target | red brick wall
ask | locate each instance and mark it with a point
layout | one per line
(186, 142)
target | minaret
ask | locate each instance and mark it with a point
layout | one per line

====

▶ _Exercise prompt_
Your task is to repeat the entries exactly.

▶ _Problem solution_
target | red brick wall
ask | locate each instance and mark it with a point
layout | one per line
(186, 142)
target | minaret
ask | locate each instance and mark it with a point
layout | one per line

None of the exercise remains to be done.